§ Task to carry out
Format the data below as a JSON list of strings, with one string for each line and no entries for blank lines.

§ Excerpted records
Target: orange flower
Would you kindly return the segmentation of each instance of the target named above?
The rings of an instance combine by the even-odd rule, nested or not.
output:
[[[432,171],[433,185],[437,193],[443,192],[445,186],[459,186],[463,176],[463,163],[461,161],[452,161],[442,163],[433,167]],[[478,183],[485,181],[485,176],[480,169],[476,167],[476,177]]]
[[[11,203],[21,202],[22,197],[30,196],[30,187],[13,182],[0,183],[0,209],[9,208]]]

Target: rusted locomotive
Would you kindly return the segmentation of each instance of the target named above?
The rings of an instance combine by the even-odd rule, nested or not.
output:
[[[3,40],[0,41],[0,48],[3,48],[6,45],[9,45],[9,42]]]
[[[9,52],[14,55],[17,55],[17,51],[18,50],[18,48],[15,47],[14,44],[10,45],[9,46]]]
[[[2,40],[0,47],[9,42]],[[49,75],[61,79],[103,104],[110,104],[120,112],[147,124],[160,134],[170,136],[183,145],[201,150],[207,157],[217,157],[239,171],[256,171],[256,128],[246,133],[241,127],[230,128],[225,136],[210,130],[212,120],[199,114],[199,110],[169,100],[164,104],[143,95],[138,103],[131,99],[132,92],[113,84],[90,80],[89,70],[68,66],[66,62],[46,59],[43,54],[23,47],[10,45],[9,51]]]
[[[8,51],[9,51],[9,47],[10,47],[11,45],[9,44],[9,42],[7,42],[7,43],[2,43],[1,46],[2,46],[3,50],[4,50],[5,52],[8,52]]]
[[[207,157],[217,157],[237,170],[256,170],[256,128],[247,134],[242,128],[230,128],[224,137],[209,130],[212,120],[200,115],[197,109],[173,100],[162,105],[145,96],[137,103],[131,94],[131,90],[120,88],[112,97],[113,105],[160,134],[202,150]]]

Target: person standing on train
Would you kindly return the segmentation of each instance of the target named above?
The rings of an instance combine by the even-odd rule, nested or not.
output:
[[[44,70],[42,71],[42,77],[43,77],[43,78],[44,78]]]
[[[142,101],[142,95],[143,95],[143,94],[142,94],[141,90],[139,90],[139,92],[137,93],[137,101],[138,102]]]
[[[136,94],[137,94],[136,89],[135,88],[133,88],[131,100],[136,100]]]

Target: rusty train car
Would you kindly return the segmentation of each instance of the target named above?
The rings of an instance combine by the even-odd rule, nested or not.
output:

§ Answer to the problem
[
  "Target: orange flower",
  "Would you kindly return the segmentation of each instance of the target named above?",
  "The rings of an instance combine by the even-odd rule, nested or not.",
  "output:",
  "[[[432,171],[433,185],[437,193],[443,192],[445,186],[459,186],[463,176],[463,163],[461,161],[452,161],[442,163],[433,167]],[[478,183],[485,181],[485,176],[480,169],[476,167],[476,177]]]",
  "[[[11,203],[21,202],[22,197],[30,196],[30,187],[13,182],[0,183],[0,209],[9,208]]]",
  "Target: rusted locomotive",
  "Would you kindly return the segmentation of each instance of the target named above?",
  "The rings of an instance combine by the even-odd rule, nested or not.",
  "output:",
  "[[[3,40],[0,41],[0,48],[3,48],[6,45],[9,45],[9,42]]]",
  "[[[9,52],[14,55],[17,55],[17,51],[18,50],[18,48],[15,47],[14,44],[10,45],[9,46]]]",
  "[[[2,40],[0,47],[9,42]],[[49,75],[61,79],[103,104],[110,104],[120,112],[147,124],[160,134],[170,136],[183,145],[201,150],[207,157],[217,157],[239,171],[256,171],[256,128],[246,133],[241,127],[230,128],[225,136],[210,130],[212,120],[199,114],[199,110],[169,100],[164,104],[143,95],[138,103],[131,99],[132,92],[113,84],[90,80],[89,70],[68,66],[66,62],[46,59],[43,54],[23,47],[10,45],[9,51]]]",
  "[[[8,51],[9,51],[9,47],[10,47],[11,45],[9,44],[9,42],[7,42],[7,43],[2,43],[1,46],[2,46],[3,50],[4,50],[5,52],[8,52]]]",
  "[[[207,157],[217,157],[237,170],[256,170],[256,128],[247,134],[242,128],[230,128],[224,137],[209,130],[212,120],[200,115],[197,109],[173,100],[162,105],[145,96],[137,103],[131,94],[131,90],[120,88],[112,97],[113,105],[160,134],[202,150]]]",
  "Target: person standing on train",
  "Would you kindly return the segmentation of each instance of the target named above?",
  "The rings of an instance combine by the even-odd rule, nested or not.",
  "output:",
  "[[[44,70],[42,71],[42,77],[43,77],[43,78],[44,78]]]",
  "[[[142,101],[142,95],[143,95],[143,94],[142,94],[141,90],[139,90],[139,92],[137,93],[137,101],[138,102]]]",
  "[[[136,94],[137,94],[136,89],[135,88],[133,88],[131,100],[136,100]]]",
  "Target: rusty train car",
  "Would you kindly return the segmentation of each instance of the target named above?",
  "The rings of an instance combine by the even-odd rule, nested or not.",
  "output:"
]